Parts of the exercise:
- A) The passage on chronic illness and autonomy below says that the reorganization of time is social rather than psychological. Explain why, using the reason the passage itself gives.
- B) Write a continuation of the passage on chronic illness and autonomy below, picking up after its final sentence.

Source extract:

┄┄┄┄┄┄

When chronic illness appears, the relationship with time also changes. Social gerontology has shown that, from the age of 60 onwards, life stops being measured in productivity and starts being measured in available energy. Mornings cease to be a homogeneous block and become a territory that must be managed with precision. This reorganisation is not psychological: it is social. It affects participation, employment, care, dependency and autonomy.

Autonomy — and its reverse, dependency — is one of the most distorted concepts in public debate. It is presented as an individual attribute when sociological research shows that real autonomy depends on support, relationships, accessibility, information and resources. Autonomy is not absolute self‑sufficiency; it is well‑organised interdependence, a model that expands dignity rather than reducing it.

┄┄┄┄┄┄

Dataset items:

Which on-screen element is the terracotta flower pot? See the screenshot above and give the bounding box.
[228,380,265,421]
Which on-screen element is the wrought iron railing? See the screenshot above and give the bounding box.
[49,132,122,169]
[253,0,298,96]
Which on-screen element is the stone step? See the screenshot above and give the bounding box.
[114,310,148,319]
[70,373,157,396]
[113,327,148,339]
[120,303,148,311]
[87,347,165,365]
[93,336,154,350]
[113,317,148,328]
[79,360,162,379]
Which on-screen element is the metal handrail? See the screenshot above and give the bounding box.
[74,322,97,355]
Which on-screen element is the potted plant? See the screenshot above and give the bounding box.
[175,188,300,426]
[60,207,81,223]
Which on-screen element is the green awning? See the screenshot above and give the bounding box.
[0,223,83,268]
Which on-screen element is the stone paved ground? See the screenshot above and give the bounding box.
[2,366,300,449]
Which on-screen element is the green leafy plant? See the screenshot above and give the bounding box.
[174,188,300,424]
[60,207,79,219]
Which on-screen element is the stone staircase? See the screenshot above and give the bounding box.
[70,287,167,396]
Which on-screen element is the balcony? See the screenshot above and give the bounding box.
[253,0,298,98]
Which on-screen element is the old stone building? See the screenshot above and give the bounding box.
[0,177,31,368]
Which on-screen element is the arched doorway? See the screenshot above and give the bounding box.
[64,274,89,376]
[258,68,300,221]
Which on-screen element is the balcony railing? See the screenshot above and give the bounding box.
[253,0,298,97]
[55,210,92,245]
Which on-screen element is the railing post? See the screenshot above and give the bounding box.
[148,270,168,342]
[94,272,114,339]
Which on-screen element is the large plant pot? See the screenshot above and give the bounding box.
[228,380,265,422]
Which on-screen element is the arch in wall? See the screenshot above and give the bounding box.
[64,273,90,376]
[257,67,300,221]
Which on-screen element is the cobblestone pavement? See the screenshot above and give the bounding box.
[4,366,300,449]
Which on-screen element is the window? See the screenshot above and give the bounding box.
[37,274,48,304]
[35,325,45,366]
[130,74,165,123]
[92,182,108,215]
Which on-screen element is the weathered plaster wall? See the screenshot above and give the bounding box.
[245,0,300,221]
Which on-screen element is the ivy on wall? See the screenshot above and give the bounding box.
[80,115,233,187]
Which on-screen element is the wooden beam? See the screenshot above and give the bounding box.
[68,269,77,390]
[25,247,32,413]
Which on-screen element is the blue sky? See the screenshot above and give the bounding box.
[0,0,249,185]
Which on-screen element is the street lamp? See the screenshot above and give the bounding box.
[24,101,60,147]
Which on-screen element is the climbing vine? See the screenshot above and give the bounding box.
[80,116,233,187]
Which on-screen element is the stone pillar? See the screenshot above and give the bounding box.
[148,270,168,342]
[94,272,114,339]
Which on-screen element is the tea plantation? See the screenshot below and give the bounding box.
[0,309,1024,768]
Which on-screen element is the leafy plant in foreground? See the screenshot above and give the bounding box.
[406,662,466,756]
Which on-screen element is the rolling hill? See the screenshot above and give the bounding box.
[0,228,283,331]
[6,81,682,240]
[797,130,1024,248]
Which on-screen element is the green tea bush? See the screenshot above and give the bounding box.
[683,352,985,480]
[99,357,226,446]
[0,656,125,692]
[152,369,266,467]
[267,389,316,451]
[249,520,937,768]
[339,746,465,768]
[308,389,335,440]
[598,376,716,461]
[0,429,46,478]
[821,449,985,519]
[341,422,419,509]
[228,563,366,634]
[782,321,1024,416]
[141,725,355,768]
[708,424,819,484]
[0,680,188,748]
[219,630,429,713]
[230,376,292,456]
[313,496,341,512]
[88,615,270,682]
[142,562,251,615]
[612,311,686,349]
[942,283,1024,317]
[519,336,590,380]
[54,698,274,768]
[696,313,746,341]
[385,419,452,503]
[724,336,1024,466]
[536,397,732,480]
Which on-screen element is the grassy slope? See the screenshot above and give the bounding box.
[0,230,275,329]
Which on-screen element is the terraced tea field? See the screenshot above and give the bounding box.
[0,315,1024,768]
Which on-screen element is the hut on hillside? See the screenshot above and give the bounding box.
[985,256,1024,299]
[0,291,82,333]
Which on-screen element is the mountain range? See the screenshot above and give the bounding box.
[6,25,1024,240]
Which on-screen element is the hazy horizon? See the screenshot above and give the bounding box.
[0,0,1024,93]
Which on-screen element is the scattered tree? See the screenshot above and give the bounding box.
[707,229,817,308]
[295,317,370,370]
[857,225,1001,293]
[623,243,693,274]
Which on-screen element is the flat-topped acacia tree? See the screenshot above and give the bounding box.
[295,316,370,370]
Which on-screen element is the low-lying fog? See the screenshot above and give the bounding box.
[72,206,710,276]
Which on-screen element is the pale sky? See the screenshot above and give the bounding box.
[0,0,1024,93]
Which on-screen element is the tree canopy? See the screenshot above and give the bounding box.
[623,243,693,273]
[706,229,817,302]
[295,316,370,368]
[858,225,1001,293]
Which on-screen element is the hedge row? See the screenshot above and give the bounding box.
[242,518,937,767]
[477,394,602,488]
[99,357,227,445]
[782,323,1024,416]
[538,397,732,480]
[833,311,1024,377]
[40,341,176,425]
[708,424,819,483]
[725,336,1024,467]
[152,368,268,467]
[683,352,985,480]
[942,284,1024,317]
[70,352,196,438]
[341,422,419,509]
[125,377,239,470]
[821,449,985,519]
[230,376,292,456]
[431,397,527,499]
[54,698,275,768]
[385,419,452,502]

┄┄┄┄┄┄

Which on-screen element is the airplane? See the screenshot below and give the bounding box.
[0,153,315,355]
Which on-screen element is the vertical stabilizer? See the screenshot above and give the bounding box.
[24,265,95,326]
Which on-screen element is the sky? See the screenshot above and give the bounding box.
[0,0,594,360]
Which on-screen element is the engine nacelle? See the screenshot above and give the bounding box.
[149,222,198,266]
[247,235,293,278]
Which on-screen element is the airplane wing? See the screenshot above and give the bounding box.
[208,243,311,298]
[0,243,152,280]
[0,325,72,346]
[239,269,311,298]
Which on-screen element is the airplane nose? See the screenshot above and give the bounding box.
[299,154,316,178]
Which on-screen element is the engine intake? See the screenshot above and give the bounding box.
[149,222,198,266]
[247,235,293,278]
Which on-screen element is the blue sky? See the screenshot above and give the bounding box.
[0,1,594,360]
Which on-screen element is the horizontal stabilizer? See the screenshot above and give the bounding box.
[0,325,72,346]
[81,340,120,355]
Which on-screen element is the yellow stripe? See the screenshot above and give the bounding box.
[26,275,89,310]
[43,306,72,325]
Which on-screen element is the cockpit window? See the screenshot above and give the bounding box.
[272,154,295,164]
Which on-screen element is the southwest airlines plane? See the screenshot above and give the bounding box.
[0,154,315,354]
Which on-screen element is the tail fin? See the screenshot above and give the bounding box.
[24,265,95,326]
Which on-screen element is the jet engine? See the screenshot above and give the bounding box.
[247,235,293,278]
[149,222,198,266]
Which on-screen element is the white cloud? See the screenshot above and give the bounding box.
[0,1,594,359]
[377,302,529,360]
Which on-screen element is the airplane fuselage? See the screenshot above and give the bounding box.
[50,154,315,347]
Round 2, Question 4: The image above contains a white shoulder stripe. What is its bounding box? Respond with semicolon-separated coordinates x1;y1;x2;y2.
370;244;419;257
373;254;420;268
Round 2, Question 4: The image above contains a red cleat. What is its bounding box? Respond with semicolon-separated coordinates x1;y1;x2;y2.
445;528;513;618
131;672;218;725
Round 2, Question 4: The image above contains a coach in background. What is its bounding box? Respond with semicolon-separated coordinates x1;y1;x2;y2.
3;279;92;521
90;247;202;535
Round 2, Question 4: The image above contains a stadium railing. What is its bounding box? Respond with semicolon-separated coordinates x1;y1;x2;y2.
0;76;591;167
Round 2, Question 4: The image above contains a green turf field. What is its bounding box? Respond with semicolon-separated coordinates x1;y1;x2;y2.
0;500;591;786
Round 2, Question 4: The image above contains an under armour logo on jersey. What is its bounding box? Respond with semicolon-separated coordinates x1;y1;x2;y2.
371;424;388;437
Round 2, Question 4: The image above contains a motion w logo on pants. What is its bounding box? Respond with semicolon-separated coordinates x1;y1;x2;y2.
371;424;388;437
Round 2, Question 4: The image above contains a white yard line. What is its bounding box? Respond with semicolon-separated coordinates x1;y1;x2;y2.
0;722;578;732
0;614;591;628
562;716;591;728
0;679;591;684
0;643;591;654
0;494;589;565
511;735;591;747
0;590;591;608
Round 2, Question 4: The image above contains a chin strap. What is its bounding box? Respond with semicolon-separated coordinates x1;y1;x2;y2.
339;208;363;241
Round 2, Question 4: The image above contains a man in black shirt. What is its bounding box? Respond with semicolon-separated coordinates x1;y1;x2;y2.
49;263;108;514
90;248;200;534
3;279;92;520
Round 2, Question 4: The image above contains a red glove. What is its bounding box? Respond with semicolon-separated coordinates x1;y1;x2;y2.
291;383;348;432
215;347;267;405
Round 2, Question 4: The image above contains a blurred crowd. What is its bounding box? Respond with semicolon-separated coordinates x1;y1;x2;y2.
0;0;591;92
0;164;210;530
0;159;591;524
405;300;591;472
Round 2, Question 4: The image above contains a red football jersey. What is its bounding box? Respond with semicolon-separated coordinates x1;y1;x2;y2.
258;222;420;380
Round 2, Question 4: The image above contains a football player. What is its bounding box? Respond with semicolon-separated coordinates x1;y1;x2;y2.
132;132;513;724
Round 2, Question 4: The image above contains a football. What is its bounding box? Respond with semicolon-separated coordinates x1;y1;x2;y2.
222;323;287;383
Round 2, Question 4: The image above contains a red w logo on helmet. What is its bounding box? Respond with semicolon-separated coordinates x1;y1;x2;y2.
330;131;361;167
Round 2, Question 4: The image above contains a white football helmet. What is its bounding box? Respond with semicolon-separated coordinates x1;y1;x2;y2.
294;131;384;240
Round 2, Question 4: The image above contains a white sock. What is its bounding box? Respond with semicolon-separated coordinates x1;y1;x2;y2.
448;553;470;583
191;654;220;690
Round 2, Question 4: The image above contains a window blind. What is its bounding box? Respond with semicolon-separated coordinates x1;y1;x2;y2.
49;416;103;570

┄┄┄┄┄┄

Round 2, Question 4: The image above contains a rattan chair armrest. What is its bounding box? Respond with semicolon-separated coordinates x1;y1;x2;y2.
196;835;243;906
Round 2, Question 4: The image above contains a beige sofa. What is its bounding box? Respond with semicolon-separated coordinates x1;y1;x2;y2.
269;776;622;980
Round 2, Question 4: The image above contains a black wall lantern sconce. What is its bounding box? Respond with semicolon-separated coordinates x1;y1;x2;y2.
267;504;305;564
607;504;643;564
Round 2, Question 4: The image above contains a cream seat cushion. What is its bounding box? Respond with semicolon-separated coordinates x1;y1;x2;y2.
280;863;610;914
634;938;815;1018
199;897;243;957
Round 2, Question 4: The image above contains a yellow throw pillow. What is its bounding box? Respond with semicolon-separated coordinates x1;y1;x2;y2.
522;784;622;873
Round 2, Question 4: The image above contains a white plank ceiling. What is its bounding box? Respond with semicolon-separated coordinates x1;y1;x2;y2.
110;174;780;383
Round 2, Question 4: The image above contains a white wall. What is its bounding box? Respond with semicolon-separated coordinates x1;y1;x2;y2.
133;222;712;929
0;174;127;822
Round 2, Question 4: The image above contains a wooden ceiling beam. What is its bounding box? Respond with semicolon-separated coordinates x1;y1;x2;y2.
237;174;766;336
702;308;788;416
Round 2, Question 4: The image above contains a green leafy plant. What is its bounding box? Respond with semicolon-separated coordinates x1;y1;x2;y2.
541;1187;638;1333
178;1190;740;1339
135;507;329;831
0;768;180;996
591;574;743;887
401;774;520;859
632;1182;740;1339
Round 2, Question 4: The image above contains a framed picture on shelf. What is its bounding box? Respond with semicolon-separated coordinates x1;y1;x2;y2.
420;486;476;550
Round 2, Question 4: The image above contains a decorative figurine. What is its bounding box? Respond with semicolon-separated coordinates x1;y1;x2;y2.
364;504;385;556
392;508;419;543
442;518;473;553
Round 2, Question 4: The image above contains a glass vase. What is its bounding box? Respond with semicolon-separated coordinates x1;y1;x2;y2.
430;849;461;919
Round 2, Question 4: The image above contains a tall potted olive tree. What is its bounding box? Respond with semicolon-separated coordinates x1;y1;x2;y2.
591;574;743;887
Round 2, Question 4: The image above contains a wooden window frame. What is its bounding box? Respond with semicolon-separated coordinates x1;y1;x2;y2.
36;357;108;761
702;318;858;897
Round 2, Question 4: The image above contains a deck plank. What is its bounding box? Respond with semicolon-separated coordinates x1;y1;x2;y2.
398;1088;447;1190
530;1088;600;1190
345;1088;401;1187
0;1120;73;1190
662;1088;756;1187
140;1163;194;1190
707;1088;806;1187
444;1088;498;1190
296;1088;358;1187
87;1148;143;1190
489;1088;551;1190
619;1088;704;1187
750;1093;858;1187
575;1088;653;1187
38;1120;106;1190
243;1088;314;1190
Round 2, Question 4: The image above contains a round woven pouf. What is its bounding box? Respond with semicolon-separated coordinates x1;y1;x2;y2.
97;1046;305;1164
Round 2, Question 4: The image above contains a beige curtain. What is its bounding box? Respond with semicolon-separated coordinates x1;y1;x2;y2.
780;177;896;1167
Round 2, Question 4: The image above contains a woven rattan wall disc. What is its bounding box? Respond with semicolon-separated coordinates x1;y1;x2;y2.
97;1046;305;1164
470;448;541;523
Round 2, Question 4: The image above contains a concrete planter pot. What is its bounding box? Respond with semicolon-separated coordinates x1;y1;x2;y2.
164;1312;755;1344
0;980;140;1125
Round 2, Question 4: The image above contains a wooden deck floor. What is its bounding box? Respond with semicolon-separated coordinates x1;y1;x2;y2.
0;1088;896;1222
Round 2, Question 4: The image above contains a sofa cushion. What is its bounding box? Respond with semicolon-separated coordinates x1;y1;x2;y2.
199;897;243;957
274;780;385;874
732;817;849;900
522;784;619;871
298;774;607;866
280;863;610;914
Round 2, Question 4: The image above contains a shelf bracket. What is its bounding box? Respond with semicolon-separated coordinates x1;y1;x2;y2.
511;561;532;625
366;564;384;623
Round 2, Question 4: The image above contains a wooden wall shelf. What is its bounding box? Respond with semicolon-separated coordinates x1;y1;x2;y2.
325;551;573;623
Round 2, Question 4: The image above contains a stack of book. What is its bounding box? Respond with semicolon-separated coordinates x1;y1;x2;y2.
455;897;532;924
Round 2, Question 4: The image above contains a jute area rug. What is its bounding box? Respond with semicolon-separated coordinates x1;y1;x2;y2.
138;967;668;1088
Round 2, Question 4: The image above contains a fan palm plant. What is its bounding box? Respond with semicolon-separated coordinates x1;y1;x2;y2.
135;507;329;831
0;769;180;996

┄┄┄┄┄┄

Answers provided:
- A) The reorganization counts as social because it affects participation, employment, care, dependency and autonomy.

- B)
Fragility, in turn, continues to be associated with weakness, when in fact it is a universal human condition. Ageing merely makes it more visible. Looking at it sociologically allows us to understand that fragility is not a failure of the individual, but a lens that reveals how institutions function, what expectations weigh on older bodies and what inequalities emerge when the body stops obeying. Joan Tronto summarises it this way: “All human life depends on care; what is exceptional is not needing it, but denying it.”

The dominant discourse on longevity remains focused on technological innovation, prevention, the promise of reversing cellular ageing and healthy habits. These are relevant dimensions, but insufficient. They leave in the shadows what sustains everyday life: structural loneliness — more than 2.3 million older people live alone in Spain —, the invisible burden of self‑care, almost always feminised, the pressure to “age well”, the guilt when the body does not respond and becomes ill, inequalities in access to quality healthcare and the symbolic violence of ageism.

Faced with this void, lived experience allows us to name what the official discourse does not. And this capacity to name is a form of embodied justice, always anchored in a real body and in a biography that learns to sustain itself at the limit.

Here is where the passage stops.